• [Task] Continue the blog text below about favorite movie quotes and a dinner, starting right after its final line.

• [Text excerpt]
————————

What's Your Pop Culture Lexicon?

Inspired by the post below, I thought I'd make a brief list of pop culture references I commonly use.

-So I Married an Axe Murderer: watched this the other day and realized that I quote large portions of it without noticing, especially the Scottish dad parts. Also noticed that it's not particularly funny. Is my unpopularity now explained?

-Clerks: "I'm not even supposed to be here today!" "There's nothing more exhilarating than pointing out the shortcomings of others, is there?" "Thirty seven?!?" I could go on. 37 is the new 69. (42 is also now a funny number, but for different reasons.)

-The Jerk: no one I know ever gets my references to this, which are usually confined to the "that's all I need" sequence and jokes about phone books.

-The Princess Bride: pretty universally appreciated. When I remove it one step further and start making Andre the Giant has a posse jokes, nobody gets that.

-Ghostbusters: the Venkman lines are especially quotable. The "cats and dogs living together" line is perhaps my most frequently cited. I saw on someone else's blog the other day that her housemate did not get "There is no [Name], only Zool." Get a new housemate!

-Office Space: I quote at least half the dialogue from this on a regular basis, and I can no longer say "that would be great" without imposing a Lumbergh intonation.

I'd like if this could become a web meme, so if you have a different set of referents please post them. I suppose your age is relevant for this, too. I was born on July 17, 1980.

Wednesday, August 10, 2005

Dinner, No Senators

I just had a very nice dinner with Ted Frank and his posse at an undisclosed location. Lessons learned:

1. I am a total sports illiterate.
2. Hybrid cars with voice activated GPS systems are the coolest things ever.

————————

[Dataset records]
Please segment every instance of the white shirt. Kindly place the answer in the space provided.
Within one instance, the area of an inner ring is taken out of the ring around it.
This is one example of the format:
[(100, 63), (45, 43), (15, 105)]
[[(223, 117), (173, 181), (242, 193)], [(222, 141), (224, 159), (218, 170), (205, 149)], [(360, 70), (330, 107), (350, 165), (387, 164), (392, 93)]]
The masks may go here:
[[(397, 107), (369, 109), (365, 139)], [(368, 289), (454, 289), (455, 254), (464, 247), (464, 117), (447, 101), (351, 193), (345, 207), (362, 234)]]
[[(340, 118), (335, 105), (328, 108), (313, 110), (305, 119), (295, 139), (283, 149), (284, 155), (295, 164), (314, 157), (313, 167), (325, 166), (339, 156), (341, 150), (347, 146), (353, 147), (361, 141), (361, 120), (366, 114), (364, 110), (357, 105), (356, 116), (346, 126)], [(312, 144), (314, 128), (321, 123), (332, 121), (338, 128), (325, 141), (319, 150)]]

————————

• [Result]
3. If you're feeling old, just hang out with some folks ten years older and watch the pop culture references fly past each other. They will exclaim about how young you are and you will feel much better about having hit the dreaded mid-twenties.

UPDATE: I am also, like, totally prone to putting my foot in my mouth. To be fair, I wasn't the one who brought up the age divide or asserted that I was "so young."

Legally Blonde Goes Country Brunette

Reese Witherspoon hates dumb blondes. So now she's a brunette.

Well, not really. The photos in the second link are from the Johnny Cash biopic that's coming out in November. But kudos to her for bashing the contemptible Jessica Simpson. Now if she'll only divorce that nasty Ryan Phillippe . . .

Run By Fruiting

Thanks to everyone who passed along pick-me-up ideas. Today I'm going to have an Arrested Development marathon and tonight I'll procrastinate packing with some web games.

Some random questions and assertions:
-The phrase "lion-proof ugly" should gain wider usage.

-Is it true, in your experience, that people prefer pets of the opposite sex? I do, but I had a great tomcat and a sweet male collie to bias me.

-Heidi went kayaking in shark infested waters. But at least they weren't octopus-fested!

-I'm not interested in reproducing, but if you are, and would like to remain so, don't look at this post. Did you know human placentas are sometimes eaten? You can also get placenta shampoo, although that's some kind of animal afterbirth ingredient.

-Aside from all this yacking about whether the 3L year should be abolished, there's another question: why is the American law degree a graduate degree at all? Contra Althouse, we must have seven years of education to be lawyers (although the first four need not be legal education). Why not revert to the British model and require some number of clinical or apprenticeship hours?

Tuesday, August 09, 2005

Must Love Dogs

Via Metafilter comes this beautiful set of photos in remembrance of Joop, a dog from the Netherlands. This picture reminds me of one of my most pleasant traveling companions, a farmer's border collie who herded me along Hadrian's Wall for about a mile.

Alas for work related travel, the only thing keeping me from getting a dog in Clerkshipsville.

I need a pick-me-up!

I'm in D.C. for another 48 hours and am sad and bored. Can anyone send me some fun ideas for things to do (good movies in the theater, hilarious websites, totally engrossing and absorbing web games or things to read)? I was going to see Broken Flowers on Sunday but decided I need cheerfulness, not melancholy.

My neighborhood is full of jerks.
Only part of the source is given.